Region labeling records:
☆ ☆ ☆
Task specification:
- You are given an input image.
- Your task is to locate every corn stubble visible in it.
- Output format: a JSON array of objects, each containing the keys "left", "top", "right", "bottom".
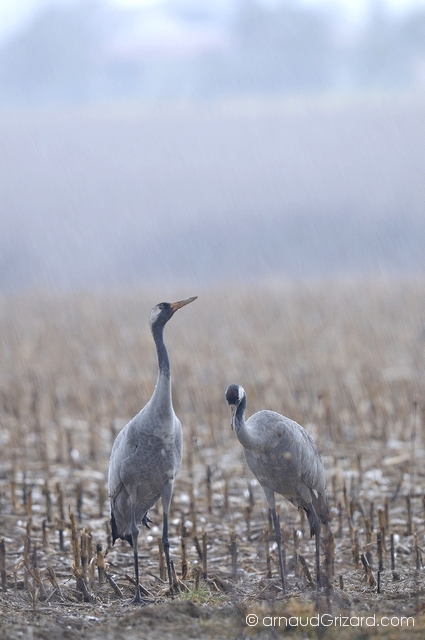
[{"left": 0, "top": 281, "right": 425, "bottom": 628}]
☆ ☆ ☆
WHAT NEEDS TO BE DONE
Give every line of the records above as a Markdown table with the columns "No." and "Line", numbering the rows and skipping blank lines. Do not include the pictures.

CORRECT RESULT
| No. | Line |
|---|---|
| 1 | Task specification: |
| 2 | - You are given an input image. |
| 3 | - Your task is to locate every corn stubble visible in it. |
| 4 | - Output format: a JSON array of objects, each containing the keys "left", "top", "right", "bottom". |
| 5 | [{"left": 0, "top": 281, "right": 425, "bottom": 628}] |